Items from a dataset
--- START ---
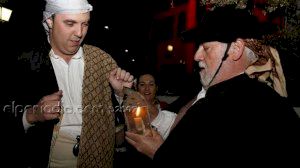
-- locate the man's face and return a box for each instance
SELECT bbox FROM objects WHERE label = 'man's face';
[137,74,157,103]
[48,12,90,58]
[194,41,227,88]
--- END ---
### [TASK DIRECTIONS]
Exact copies of all the entries are needed; output them without the pictures.

### [RESPONSE AREA]
-- locate the man's face and return a box for each instance
SELECT bbox FROM objects WHERE label = 'man's face';
[137,74,157,103]
[48,12,90,58]
[194,41,227,88]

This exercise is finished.